Items from a point labeling set
— START —

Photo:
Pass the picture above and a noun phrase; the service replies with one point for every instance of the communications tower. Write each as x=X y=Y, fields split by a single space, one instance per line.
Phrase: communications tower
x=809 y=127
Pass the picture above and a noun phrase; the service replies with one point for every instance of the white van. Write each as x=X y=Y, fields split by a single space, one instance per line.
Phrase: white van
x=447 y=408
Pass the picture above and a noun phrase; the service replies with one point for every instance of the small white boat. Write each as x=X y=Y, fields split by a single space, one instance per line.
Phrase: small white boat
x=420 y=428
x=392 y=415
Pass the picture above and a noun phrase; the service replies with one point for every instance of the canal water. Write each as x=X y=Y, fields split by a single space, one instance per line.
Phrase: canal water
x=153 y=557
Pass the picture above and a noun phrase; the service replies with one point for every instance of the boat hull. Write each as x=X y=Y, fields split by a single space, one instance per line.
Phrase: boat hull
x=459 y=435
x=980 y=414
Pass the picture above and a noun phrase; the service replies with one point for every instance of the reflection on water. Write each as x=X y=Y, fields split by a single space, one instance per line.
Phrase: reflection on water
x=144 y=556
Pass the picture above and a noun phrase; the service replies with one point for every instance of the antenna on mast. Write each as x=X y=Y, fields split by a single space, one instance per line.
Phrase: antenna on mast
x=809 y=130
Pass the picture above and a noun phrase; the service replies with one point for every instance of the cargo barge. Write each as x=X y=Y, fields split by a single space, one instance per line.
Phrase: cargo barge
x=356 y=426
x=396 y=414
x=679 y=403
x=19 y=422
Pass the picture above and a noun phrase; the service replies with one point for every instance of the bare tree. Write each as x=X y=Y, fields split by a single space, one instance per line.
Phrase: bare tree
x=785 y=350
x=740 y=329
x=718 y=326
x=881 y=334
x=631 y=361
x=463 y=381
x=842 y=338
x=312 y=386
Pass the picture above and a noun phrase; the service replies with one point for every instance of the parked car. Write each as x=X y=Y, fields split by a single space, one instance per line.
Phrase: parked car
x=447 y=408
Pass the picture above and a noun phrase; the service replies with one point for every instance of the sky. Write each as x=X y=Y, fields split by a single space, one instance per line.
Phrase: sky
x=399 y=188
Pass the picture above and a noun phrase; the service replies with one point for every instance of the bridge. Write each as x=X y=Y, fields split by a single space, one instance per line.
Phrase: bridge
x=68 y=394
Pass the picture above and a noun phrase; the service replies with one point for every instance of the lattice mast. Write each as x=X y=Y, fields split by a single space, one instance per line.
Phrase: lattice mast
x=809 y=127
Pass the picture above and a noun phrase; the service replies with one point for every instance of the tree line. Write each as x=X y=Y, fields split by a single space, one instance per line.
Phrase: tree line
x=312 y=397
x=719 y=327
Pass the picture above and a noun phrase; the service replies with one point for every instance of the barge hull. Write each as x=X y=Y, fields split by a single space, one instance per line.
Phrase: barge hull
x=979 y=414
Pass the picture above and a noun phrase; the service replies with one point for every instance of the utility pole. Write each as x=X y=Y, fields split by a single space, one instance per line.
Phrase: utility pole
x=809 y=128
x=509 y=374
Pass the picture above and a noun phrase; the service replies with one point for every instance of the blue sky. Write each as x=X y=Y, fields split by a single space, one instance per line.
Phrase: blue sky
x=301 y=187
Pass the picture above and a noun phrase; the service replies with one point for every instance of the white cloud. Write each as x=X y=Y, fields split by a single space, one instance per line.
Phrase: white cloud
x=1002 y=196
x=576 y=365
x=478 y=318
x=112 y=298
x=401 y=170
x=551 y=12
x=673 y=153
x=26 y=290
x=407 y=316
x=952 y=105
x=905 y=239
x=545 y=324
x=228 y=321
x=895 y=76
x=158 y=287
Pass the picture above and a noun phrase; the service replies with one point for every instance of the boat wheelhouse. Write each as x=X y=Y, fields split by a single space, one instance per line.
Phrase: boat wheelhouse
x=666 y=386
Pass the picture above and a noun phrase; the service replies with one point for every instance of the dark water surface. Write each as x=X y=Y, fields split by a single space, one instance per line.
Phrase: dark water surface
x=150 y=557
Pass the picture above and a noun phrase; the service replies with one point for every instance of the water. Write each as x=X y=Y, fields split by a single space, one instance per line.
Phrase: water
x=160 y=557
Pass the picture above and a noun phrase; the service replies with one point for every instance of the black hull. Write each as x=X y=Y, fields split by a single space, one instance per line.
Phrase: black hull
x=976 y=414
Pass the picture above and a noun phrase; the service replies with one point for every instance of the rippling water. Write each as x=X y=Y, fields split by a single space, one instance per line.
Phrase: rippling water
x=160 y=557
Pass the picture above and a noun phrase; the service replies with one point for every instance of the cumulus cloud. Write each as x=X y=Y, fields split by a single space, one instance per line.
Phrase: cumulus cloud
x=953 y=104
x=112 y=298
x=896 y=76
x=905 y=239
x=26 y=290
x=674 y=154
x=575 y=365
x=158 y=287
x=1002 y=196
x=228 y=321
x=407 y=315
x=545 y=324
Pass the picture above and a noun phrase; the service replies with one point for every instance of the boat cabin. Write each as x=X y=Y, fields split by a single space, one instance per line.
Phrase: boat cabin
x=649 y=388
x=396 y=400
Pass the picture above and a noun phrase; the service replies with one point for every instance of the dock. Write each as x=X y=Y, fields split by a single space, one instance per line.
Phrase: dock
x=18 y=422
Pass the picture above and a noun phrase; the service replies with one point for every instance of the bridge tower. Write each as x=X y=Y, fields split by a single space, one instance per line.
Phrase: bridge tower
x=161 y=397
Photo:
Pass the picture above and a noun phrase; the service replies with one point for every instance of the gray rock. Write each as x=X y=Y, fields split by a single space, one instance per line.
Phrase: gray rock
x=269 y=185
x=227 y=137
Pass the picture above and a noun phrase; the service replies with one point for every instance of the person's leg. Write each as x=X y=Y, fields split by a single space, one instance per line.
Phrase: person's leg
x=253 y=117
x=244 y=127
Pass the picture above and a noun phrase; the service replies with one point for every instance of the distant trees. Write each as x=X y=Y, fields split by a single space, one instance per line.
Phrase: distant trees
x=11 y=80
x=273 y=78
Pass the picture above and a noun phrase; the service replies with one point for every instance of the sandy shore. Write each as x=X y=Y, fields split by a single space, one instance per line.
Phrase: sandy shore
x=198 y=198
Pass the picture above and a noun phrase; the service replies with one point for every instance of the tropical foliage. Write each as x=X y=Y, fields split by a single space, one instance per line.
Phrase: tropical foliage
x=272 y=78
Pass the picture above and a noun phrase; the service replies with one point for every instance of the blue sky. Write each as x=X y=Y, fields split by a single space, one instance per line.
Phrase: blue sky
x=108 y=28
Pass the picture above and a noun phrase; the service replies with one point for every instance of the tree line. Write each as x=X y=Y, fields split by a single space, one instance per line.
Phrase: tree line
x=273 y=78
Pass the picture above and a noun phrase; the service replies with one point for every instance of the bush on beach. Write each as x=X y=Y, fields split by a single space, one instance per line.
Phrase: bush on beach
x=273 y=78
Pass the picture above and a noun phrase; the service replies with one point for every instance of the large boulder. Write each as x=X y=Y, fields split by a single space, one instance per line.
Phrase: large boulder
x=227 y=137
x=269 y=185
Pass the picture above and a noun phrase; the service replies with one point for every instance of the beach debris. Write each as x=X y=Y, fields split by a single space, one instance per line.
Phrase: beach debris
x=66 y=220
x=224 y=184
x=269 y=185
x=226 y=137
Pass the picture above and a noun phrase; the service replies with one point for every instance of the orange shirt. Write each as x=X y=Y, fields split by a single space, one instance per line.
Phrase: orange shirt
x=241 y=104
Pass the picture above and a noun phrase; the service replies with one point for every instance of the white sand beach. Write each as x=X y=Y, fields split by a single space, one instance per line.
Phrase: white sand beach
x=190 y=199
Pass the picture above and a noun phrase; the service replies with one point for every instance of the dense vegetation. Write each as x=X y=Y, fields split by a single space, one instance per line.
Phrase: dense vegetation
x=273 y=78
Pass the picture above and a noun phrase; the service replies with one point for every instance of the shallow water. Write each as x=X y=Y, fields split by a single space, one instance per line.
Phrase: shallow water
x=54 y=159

— END —

Rewrite the lines from the one containing "of the lattice" to the one containing "x=509 y=374", both included, as a JSON list of strings with one string per line and blank lines omitted.

[
  "Pass the picture above and a noun phrase; the service replies with one point for every instance of the lattice mast. Write each as x=X y=Y, fields split by a single space, one instance per line.",
  "Phrase: lattice mast",
  "x=809 y=127",
  "Pass the picture above and a noun phrase; the service replies with one point for every instance of the tree line. Write each as x=X y=Y, fields split by a single space, one instance per line.",
  "Phrase: tree line",
  "x=312 y=397",
  "x=719 y=327",
  "Pass the picture above and a noun phrase; the service replies with one point for every instance of the barge hull. Write each as x=X y=Y, fields split by a single space, one instance per line.",
  "Phrase: barge hull",
  "x=979 y=414",
  "Pass the picture above and a noun phrase; the service replies with one point for every instance of the utility pole. Write each as x=X y=Y, fields split by a single space, one instance per line.",
  "Phrase: utility pole",
  "x=809 y=128",
  "x=509 y=374"
]